REQUIRED ACTION »
Each line below needs to be repeated precisely as it is.

RECORDED DATA »
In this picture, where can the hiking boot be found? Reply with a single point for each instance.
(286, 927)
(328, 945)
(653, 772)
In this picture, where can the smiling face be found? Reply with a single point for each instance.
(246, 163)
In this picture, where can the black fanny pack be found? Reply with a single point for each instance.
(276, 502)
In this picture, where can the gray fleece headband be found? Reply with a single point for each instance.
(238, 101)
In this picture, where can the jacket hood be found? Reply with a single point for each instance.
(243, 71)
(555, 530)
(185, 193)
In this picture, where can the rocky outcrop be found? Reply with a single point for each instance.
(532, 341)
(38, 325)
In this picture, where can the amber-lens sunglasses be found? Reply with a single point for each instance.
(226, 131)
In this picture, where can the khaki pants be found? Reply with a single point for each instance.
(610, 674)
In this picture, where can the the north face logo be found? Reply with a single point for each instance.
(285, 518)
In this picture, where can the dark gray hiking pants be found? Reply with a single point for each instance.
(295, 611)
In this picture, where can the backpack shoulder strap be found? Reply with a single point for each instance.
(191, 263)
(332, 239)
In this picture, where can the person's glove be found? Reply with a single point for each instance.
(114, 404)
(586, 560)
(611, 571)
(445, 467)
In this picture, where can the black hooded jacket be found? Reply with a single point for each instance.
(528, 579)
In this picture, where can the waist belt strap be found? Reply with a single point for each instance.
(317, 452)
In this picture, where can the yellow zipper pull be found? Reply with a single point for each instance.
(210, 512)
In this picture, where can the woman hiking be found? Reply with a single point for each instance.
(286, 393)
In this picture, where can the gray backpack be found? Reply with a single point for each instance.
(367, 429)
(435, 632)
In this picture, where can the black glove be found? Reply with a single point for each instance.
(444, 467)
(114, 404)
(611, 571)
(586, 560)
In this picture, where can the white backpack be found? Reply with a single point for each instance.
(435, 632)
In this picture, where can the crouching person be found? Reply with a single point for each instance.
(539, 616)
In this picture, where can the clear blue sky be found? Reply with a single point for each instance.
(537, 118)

ANSWER SPACE »
In this picture, where can the hiking boot be found? Reply with a single point for each instance.
(286, 927)
(328, 945)
(653, 772)
In this picture, where can the smiling face be found? Reply with a single point for each instance.
(246, 163)
In this picture, where can the black fanny pack be found? Reply with a single point for each instance.
(276, 502)
In this picture, where can the gray fleece headband be found? Reply with a single point for each instance.
(238, 101)
In this picture, where can the jacket hood be found? Reply with a single point for each instance.
(243, 71)
(555, 530)
(185, 193)
In this picture, where can the rocky outcrop be found? Reply with a single point for each instance.
(532, 341)
(38, 325)
In this picture, where can the amber-lens sunglasses be found? Reply with a single point for each instance.
(226, 131)
In this picture, where can the khaki pants be found? Reply with a single point for each instance.
(610, 674)
In this picture, where can the the north face logo be found? Reply with a single point for each instance.
(285, 518)
In this picture, where can the dark gray hiking pants be found? Reply with a single point for each instance.
(295, 611)
In this picture, where can the backpack shoulder strap be found? Reply with a single point for each instance.
(191, 263)
(332, 239)
In this picture, where can the person's glove be found? Reply with a single point for each instance.
(114, 404)
(586, 560)
(611, 571)
(445, 467)
In this picture, where can the black hooded jacket be found? Reply with a single point for each instance.
(528, 579)
In this picture, where can the waist belt strap be found? Reply with a single point for each instance.
(317, 452)
In this picture, where can the yellow zipper pull be found? Reply with a single point for each instance.
(210, 512)
In this picture, where can the woman hiking be found? Reply with a single point for each instance.
(286, 393)
In this picture, where can the gray backpack be found? Reply with a single point for each instance.
(367, 429)
(435, 632)
In this picture, where can the black glove be found? Reply with a single point for each instance.
(444, 467)
(114, 404)
(611, 571)
(586, 560)
In this picture, where can the white backpack be found? Reply with a single point for each instance.
(435, 632)
In this picture, where can the crouching person be found? Reply with a single point for each instance.
(539, 616)
In this picture, where can the clear blue sky be found? Reply with a single point for each instance.
(537, 118)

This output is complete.